Re: Whitespace characters in Unicode

From: Leonardo Boiko <leoboiko_at_namakajiri.net>
Date: Thu, 4 Aug 2016 17:17:04 -0300

What Mark Davis said; also, depending on what you need, consider taking a
look at the definitions used by Unicode regexpes, at
http://unicode.org/reports/tr18/ .

2016-08-04 16:37 GMT-03:00 Sean Leonard <lists+unicode_at_seantek.com>:

> Hi Unicode Folks:
>
> I am trying to come up with a sensible sets of characters that are
> considered whitespace or newlines in Unicode, and to understand the
> relative stability policy with respect to them. (This is for a formal
> syntax where the definition of "whitespace" matters, e.g., to separate
> identifiers, and I want to be as conservative as possible.) Please let me
> know if the stuff below is correct, or needs work.
>
> The following characters / sequences are considered line breaking
> characters, per UAX #14 and Section 5.8 of UNICODE:
>
> CRLF CR LF FF VT NEL LS PS
>
> So, basically: U+000A-U+000D, U+0085, U+2028, U+2029, and the combination
> U+000D U+000A (treated as one line break). These characters / sequences are
> called "newlines".
>
> There will not be any additional code points that are assigned to be line
> breaks. (Correct?)
>
> CRLF, CR, LF, and NEL are also considered "newline functions" or NLF.
> These are distinguished from other codes (above) that also mean line
> breaks, mainly because of historical and widespread use of them.
>
> There are several formatting characters that affect word wrapping and line
> breaking, as discussed in those documents...but they are not line breaking
> characters.

Data extracted from a collection:
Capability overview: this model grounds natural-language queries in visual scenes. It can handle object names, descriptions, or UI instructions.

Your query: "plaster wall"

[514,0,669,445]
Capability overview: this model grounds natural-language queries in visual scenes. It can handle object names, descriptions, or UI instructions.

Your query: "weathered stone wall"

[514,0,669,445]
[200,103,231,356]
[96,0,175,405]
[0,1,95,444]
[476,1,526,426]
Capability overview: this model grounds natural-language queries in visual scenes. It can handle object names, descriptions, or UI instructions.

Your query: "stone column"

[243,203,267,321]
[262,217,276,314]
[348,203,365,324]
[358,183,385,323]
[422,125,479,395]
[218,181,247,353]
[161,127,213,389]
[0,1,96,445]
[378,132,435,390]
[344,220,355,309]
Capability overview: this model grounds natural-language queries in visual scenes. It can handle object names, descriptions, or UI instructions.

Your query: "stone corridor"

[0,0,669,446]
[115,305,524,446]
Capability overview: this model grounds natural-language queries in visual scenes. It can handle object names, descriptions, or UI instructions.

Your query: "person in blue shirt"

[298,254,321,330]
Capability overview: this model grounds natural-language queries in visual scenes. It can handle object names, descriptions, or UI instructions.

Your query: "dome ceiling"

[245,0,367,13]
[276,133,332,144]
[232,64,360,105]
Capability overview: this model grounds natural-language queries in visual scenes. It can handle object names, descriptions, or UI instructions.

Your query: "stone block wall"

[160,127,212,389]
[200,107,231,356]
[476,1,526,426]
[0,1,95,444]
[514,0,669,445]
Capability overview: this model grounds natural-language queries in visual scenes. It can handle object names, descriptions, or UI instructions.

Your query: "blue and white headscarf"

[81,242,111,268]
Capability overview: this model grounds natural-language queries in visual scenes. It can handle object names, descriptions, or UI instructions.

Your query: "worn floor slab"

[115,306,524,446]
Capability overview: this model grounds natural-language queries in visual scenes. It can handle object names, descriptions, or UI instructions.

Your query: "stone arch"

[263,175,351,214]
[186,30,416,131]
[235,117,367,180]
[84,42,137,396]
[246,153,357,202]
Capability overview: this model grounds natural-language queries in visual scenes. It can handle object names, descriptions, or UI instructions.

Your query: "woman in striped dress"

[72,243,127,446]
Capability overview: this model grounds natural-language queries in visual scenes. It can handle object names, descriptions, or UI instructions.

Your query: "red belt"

Instruction 1: Please rewrite the Unicode whitespace message, everything from "From: Leonardo Boiko" down to "http://unicode.org/reports/tr18/ .", substituting "regular expressions" for "regexpes".
Instruction 2: Summarize the Unicode whitespace message in two sentences.

Full output 1:
From: Leonardo Boiko <leoboiko_at_namakajiri.net>
Date: Thu, 4 Aug 2016 17:17:04 -0300

What Mark Davis said; also, depending on what you need, consider taking a
look at the definitions used by Unicode regular expressions, at
http://unicode.org/reports/tr18/ .

Full output 2: Leonardo Boiko agrees with what Mark Davis said and suggests, depending on what is needed, looking at the definitions used by Unicode regexpes at http://unicode.org/reports/tr18/. The quoted message from Sean Leonard lists CRLF, CR, LF, FF, VT, NEL, LS, and PS as line breaking characters per UAX #14 and Section 5.8 of Unicode, and it notes that CRLF, CR, LF, and NEL are also considered "newline functions."